-
Notifications
You must be signed in to change notification settings - Fork 0
SQL API Guide
- Introduction
- Naming Conventions
- Functions and Languages
- Function Name Overloadin
- Guide to Driver UDFs
- Support Modules
The purpose of this document is to define the SQL Interface for MADlib algorithms.
Names should use lower case characters separated with underscores.
This is applicable to all database objects (tables, views, functions, function parameters, datatypes, operators, etc).
All database objects should be created in the default MADlib
schema. Use MADLIB_SCHEMA
as the schema prefix for your tables/views/functions etc in any scripts.
This literal will be replaced during the installation with the target schema name
(configured by the user in Config.yml
). Code examples below use prefix madlib
for illustration purposes only.
All non-user facing routines should be named with a "__" (double underscore) prefix to make the catalog easier to read.
Module specific routines should have a SHORT and COMMON prefix based on the module they belong to, for example:
- Multi-Linear Regression functions could start with
mregr_
:
madlib.mregr_coef(...)
- Naive-Bayes classification functions could start with
nb_
:
madlib.nb_create_view(...)
See the current function catalog for more examples (\dfa madlib.*
).
General purpose routines should be named without a reference to any module and should be written inside one of the MADlib support modules (TO BE DEFINED), for example:
- Function returning the key of the row for which value is maximal:
madlib.__argmax (integer key, float8 value)
First of all, to simplify this guide, we'd like to divide the user defined functions into three categories:
-
UDAs - user defined aggregates, which perform a single scan of the data source and return an aggregated value for a group of rows. All UDA component functions should be written in PL/C (C/C++) for performance and portability reasons.

Stored rows:
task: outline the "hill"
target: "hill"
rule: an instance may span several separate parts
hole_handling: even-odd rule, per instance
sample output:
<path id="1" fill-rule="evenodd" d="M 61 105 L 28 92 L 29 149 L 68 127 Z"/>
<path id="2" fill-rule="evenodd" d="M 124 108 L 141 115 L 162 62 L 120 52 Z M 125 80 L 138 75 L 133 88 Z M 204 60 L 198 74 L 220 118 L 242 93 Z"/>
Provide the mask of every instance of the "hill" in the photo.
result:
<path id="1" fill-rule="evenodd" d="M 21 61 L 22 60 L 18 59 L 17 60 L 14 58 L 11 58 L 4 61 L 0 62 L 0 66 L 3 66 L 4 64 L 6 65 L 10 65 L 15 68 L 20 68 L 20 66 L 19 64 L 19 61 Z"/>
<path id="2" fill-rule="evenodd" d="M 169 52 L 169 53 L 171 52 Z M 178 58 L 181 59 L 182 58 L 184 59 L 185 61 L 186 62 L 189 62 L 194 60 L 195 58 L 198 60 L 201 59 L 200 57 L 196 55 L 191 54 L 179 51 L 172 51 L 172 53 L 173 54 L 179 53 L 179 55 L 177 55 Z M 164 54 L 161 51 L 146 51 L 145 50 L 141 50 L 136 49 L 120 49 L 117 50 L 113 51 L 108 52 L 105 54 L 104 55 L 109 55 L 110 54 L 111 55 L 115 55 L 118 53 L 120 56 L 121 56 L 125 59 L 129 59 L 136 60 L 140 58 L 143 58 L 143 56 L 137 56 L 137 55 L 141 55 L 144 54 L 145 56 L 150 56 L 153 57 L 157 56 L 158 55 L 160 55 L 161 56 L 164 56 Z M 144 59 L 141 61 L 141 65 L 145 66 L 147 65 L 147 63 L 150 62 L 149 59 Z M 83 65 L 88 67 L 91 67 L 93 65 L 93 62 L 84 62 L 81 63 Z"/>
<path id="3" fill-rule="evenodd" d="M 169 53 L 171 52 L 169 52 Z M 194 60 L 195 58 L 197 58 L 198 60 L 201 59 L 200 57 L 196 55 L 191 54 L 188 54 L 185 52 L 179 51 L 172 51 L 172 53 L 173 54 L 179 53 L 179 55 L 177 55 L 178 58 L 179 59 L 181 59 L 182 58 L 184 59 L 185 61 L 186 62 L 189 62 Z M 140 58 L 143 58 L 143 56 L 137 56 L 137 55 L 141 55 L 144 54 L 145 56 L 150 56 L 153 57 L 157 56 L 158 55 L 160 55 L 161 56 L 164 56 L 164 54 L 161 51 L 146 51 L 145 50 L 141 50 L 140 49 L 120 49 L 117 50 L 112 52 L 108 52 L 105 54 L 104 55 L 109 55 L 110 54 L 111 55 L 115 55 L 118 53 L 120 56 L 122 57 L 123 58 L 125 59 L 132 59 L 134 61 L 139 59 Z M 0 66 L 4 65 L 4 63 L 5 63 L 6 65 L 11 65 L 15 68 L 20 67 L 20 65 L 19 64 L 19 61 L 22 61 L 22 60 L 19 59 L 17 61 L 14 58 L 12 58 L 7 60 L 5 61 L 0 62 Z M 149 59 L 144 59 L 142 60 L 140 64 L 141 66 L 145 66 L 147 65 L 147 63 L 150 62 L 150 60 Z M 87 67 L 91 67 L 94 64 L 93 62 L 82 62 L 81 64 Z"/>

Task statement: Please carry the MADlib SQL API guide forward, starting right after its last sentence.

Written response:
-
Row Level UDFs - functions that operate on the arguments only and do not generate any SQL statements. These functions generate a result for each argument set, or for each tuple they are executed on. Recommended language is the same as for UDAs.
-
Driver UDFs - functions that usually drive an execution of an data processing algorithm, and may perform multiple SQL operations including data modification. In order to make this part of the code portable we suggest using PL/Python wrapper functions based on plan Python modules. The DB access inside the Python modules should be implemented using using "classic" PyGreSQL interface (http://www.pygresql.org/pg.html).
NOTE: This topic is cover in much more details in Design Patterns & Best Practices.
Below suggestions on name overloading apply to all above mentioned types of user defined functions.
Some platforms (like PostgreSQL) allow to use ANYELEMENT/ANYARRAY datatype which can be used by MADlib routines (whenever makes sense) in order to minimize the code duplication.
If ANYELEMENT/ANYARRAY functionality is not available or not feasible function name overloading can be used for different argument data types. For example, function F1 from module M1 can have the following versions:
- TEXT data type example:
madlib.m1_f1( arg1 TEXT)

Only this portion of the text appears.